[WHAT YOU ARE ASKED TO DO] Rewrite only the lines starting with the one containing "Reviewer note: every instance of the person" and going on through the end of the items, swapping "keypoint" for "marker" and leaving everything else unchanged.

[Data lines]
+++++
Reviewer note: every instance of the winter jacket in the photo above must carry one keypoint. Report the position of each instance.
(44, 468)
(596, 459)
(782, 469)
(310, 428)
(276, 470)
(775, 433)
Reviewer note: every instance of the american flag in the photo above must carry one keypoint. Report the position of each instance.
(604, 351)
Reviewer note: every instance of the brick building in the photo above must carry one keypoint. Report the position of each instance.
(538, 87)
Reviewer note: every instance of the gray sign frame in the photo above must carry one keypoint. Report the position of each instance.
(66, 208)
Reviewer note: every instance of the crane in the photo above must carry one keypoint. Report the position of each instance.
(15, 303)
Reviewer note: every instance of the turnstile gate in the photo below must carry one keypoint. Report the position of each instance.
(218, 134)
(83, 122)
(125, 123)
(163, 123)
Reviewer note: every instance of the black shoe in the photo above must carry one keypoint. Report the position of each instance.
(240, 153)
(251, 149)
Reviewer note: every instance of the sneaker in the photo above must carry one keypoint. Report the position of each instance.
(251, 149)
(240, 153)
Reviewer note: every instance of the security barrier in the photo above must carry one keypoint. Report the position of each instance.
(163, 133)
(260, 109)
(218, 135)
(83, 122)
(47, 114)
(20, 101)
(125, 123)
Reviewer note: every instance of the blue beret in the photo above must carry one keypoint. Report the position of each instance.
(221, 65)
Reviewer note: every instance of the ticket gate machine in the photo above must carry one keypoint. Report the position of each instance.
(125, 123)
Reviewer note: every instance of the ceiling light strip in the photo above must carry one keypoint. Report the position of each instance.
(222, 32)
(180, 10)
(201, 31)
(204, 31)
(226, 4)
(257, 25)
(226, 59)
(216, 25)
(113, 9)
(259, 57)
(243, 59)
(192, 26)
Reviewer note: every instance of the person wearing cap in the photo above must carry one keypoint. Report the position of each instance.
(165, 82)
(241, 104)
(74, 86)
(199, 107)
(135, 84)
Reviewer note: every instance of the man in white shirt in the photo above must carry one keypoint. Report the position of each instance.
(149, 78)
+++++
[WORKED SOLUTION]
Reviewer note: every instance of the person wearing cap in the photo above must carry one marker. Report the position of each instance.
(165, 82)
(241, 104)
(74, 86)
(199, 107)
(135, 84)
Reviewer note: every instance of the man in white shirt in the photo above must carry one marker. Report the position of each instance.
(149, 78)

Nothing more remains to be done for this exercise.